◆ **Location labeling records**

========================

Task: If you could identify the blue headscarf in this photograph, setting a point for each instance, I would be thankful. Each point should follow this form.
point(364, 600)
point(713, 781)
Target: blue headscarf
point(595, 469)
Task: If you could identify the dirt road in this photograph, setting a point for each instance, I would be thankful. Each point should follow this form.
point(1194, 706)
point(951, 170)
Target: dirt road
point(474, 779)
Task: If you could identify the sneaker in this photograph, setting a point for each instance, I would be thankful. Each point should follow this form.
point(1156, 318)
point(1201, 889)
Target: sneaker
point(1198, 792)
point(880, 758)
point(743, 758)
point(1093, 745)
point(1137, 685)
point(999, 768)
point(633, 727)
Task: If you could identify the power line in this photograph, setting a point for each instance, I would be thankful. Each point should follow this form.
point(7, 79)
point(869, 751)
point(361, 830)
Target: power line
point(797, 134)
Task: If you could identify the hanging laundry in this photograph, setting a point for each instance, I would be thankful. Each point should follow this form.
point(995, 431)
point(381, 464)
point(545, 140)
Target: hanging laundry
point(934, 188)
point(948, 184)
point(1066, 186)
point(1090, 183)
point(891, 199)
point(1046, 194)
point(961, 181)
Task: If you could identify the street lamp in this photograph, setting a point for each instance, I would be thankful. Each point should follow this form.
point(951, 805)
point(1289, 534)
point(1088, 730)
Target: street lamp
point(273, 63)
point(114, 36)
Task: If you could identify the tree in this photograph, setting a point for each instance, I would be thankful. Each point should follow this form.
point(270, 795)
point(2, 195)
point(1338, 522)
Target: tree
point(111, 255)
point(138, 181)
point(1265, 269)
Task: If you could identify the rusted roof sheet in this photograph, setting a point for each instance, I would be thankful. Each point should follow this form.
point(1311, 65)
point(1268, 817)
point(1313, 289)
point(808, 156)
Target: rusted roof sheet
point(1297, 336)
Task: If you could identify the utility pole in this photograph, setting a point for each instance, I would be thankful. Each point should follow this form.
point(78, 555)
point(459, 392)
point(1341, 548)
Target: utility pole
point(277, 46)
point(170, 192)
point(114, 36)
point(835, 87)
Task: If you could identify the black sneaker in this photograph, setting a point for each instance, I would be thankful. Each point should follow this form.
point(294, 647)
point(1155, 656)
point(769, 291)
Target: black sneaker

========================

◆ **Task objective**
Format every line of the material above as a JSON list of strings, one string per line, skipping blank lines.

◆ **Complete output**
[
  "Task: If you could identify the blue headscarf in this photograph, setting a point for each instance, I would be thankful. Each point should follow this form.",
  "point(364, 600)",
  "point(713, 781)",
  "Target: blue headscarf",
  "point(595, 469)",
  "Task: If you could identify the dirt road in this photograph, setting a point for each instance, I would be thankful. Each point should follow this form.",
  "point(1194, 706)",
  "point(951, 170)",
  "Target: dirt road",
  "point(474, 779)",
  "Task: If you could identify the sneaker in this photograph, setting a point for each instance, I would be thankful. Each point should follow this form.",
  "point(1156, 318)",
  "point(1201, 889)",
  "Target: sneaker",
  "point(1198, 792)",
  "point(880, 758)",
  "point(743, 758)",
  "point(1093, 745)",
  "point(1137, 685)",
  "point(999, 768)",
  "point(633, 727)",
  "Task: If you could identify the power line in this photograph, setting a point for each instance, I would be thankful. Each point should follow this form.",
  "point(7, 79)",
  "point(869, 751)",
  "point(361, 830)",
  "Target: power line",
  "point(797, 134)",
  "Task: If you could identify the hanging laundry in this photograph, setting a point for each instance, I would be thankful. Each point should follow this form.",
  "point(995, 431)",
  "point(381, 464)",
  "point(545, 140)",
  "Target: hanging laundry",
  "point(934, 188)",
  "point(948, 184)",
  "point(1066, 186)",
  "point(1090, 183)",
  "point(891, 199)",
  "point(1046, 194)",
  "point(961, 181)",
  "Task: If you could identify the street lamp in this photograph, setting a point for each instance, I would be thankful. Each point should follow this form.",
  "point(951, 805)",
  "point(1289, 534)",
  "point(1088, 730)",
  "Target: street lamp",
  "point(273, 63)",
  "point(114, 36)",
  "Task: If you could identify the tree in this photograph, setting a point for each instance, I would be thankful. Each point should follow this form.",
  "point(270, 795)",
  "point(2, 195)",
  "point(1338, 522)",
  "Target: tree",
  "point(111, 255)",
  "point(138, 181)",
  "point(1265, 269)",
  "Task: If you could identify the rusted roof sheet in this photograph, setting a point for each instance, I would be thankful. Each point should follow this form.",
  "point(1311, 65)",
  "point(1268, 817)",
  "point(1313, 289)",
  "point(808, 156)",
  "Target: rusted roof sheet",
  "point(1297, 336)",
  "Task: If you could identify the utility pole in this photograph, setting a point for each instance, I would be thankful. Each point should follow this form.",
  "point(78, 555)",
  "point(459, 392)",
  "point(1341, 548)",
  "Target: utility pole",
  "point(277, 46)",
  "point(170, 192)",
  "point(114, 36)",
  "point(835, 87)",
  "Task: If you could identify the black sneaker in this photograph, setting a point for each instance, I would be thankful. Each point should follow this form.",
  "point(294, 647)",
  "point(1155, 656)",
  "point(769, 291)",
  "Target: black sneaker"
]